ANOTHER, AND ALLIED, BLIGHT of the times taints the book – academicism, particularly in its aspect of detachment, which really comes down to cowardice and moral callousness. Beauvoir, the former lycée professor, played no role in the resistance. As she herself documents in America Day by Day, when she visited the United States after the war her time was almost equally divided between night club hopping, drinking, lecturing at universities, simple sight-seeing, and bewailing the times’ decay with the Partisan Review crowd. She has no basic identification with the working class world or with working class politics. What a contrast between The Mandarins and the rich literature in France over the past thirty years which finds its setting in the workaday world outside the Latin Quarter!
 

THIS LACK OF INVOLVEMENT with her characters gives a contrived atmosphere to anything in the book which is not on the plane of ideas – sex, love, tenderness, deep feeling, human relations, the physical setting, nature. Like the writings of Francoise Sagan, The Mandarins sounds like a very clever fulfillment of an assignment in Advanced Composition in some university. But the whole book misses fire. Even a momentary comparison with the work of Colette reveals everything.

_ _ _ _ _ _ _

** Exercise set **
a. List every item that the passage on The Mandarins names as not being on the plane of ideas.
b. Decide whether each statement agrees with the passage on The Mandarins, and quote the words that settle it. (i) Beauvoir took part in the resistance. (ii) The Mandarins is likened to the writings of Francoise Sagan. (iii) Beauvoir's visit to the United States came before the war.
c. Answer from the passage on The Mandarins.
(i) In which book does Beauvoir document her visit to the United States?
(ii) What former occupation does the passage give for Beauvoir?
(iii) Whose work, in even a momentary comparison, "reveals everything"?

_ _ _ _ _ _ _

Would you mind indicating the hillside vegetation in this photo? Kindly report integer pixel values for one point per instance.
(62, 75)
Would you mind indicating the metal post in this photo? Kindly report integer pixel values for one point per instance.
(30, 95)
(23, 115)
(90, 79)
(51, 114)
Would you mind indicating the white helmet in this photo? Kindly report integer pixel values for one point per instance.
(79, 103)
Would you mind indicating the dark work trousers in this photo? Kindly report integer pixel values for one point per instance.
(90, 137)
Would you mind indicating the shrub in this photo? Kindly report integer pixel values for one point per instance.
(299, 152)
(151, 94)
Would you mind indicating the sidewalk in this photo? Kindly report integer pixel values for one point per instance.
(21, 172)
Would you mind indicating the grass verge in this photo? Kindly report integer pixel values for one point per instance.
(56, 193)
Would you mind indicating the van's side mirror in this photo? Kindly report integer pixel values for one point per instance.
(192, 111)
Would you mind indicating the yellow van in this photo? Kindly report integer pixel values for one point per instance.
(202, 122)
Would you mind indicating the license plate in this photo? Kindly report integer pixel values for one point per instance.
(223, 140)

_ _ _ _ _ _ _

** Results of the tasks **
a. sex, love, tenderness, deep feeling, human relations, the physical setting, nature

b.
(i) No: "Beauvoir, the former lycée professor, played no role in the resistance."
(ii) Yes: "Like the writings of Francoise Sagan, The Mandarins sounds like a very clever fulfillment of an assignment in Advanced Composition in some university."
(iii) No: "when she visited the United States after the war"

c.
(i) America Day by Day
(ii) Lycée professor
(iii) Colette's